■ **Selected passage**
= Beginning of Section =

The point is that, given the country's communist legacy, there may in fact be no "solutions" to Russia's problems; none, at least, that in any foreseeable future will allow Russia to achieve the kind of society, democracy and standard of life which approximates to that of western Europe and North America in the 1990s. The key error of the doctrinaire reformers has been to believe, in the much-mocked words of a French revolutionary of 1848, that "the existing order is bad. Something better must take its place."

History sees no such necessity, whether the "something better" is communism or capitalism. Russia in the 1990s has repeated the experience of many other weak states under the lash of the free market: they have not reformed but crumbled; and the collapse of the traditional order has led neither to democracy nor economic progress, but to the rule of corrupt elites whose effect has been precisely to stifle both real democracy and economic efficiency.

= End of Section =

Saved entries
= Beginning of Section =

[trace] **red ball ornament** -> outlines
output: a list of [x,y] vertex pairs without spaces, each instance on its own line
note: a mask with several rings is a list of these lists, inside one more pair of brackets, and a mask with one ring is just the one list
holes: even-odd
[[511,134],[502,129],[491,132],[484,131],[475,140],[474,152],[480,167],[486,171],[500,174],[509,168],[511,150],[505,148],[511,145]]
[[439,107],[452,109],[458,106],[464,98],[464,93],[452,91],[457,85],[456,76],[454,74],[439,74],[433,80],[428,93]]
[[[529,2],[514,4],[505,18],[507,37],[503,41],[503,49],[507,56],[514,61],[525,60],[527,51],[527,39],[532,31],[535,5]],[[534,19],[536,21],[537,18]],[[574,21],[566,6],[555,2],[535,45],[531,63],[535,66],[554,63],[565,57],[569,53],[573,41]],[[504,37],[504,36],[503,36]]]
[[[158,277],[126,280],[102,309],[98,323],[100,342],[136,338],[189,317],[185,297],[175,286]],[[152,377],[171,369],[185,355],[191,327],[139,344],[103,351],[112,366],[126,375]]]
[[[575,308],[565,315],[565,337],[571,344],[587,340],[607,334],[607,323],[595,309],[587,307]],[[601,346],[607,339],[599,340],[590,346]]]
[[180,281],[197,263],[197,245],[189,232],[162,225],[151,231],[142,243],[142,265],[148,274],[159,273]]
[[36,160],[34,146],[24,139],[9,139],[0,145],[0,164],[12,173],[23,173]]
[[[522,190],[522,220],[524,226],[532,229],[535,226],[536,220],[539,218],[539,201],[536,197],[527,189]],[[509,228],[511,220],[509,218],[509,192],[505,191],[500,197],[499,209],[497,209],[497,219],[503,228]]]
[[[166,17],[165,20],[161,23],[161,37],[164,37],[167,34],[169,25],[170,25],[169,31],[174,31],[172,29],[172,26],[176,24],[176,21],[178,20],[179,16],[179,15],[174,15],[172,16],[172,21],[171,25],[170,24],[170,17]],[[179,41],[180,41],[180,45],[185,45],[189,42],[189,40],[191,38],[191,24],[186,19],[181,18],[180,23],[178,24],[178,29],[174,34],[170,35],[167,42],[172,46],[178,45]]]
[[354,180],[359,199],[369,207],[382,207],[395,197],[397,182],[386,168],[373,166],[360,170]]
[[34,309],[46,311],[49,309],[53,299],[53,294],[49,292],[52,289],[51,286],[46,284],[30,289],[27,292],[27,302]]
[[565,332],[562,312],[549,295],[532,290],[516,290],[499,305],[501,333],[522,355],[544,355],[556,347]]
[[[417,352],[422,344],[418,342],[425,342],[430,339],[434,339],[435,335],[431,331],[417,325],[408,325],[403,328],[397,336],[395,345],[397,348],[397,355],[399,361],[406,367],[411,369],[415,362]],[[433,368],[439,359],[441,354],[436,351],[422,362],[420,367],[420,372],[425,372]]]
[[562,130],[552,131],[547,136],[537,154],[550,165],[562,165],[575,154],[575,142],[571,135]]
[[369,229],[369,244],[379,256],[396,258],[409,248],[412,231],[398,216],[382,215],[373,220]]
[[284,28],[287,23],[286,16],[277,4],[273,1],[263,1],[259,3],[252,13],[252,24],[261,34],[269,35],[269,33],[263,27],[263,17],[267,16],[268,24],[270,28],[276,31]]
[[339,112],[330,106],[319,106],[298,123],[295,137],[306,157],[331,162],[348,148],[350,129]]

= End of Section =

■ **Tasks for this exercise**
• 1. Edit the passage on Russia's reforms: give it again from "History sees no" up to and including "and economic efficiency.", with "crumbled" replaced by "disintegrated".
• 2. According to the passage on Russia's reforms, what has the rule of corrupt elites stifled?
• 3. Finish out the next part of the passage on Russia's reforms, continuing from its final sentence.

■ **Responses for each task**
• 1.
History sees no such necessity, whether the "something better" is communism or capitalism. Russia in the 1990s has repeated the experience of many other weak states under the lash of the free market: they have not reformed but disintegrated; and the collapse of the traditional order has led neither to democracy nor economic progress, but to the rule of corrupt elites whose effect has been precisely to stifle both real democracy and economic efficiency.

• 2. Real democracy and economic efficiency.

• 3.
In their analysis of Russia, the doctrinaire free marketeers even misinterpret their own prophet, Adam Smith, in ignoring his insistence that while the state should be no more than a nightwatchman, it must also be no less than that if the market is to have a chance. As Robert Skidelsky puts it: "State repair is the main condition of market-based prosperity, on which depends our ability to tame the 'post-communist' problems of nations, races and borders. Russia has been less a laboratory for shock therapy than a testing ground for the theories of Hobbes." Smith himself, coming from an 18th century background imbued with principles of religion and duty, was probably incapable of imagining an atmosphere of such cynicism and ruthlessness as now prevails in Russia.

Unfortunately, it now seems that the decline of the state has gone so far that little repair may be possible, certainly not from a regime so closely tied to the magnates. Western demands for further "reform" miss the point. Anything now done in Russia will be not so much reform or anti-reform as desperate crisis management in extremely adverse circumstances.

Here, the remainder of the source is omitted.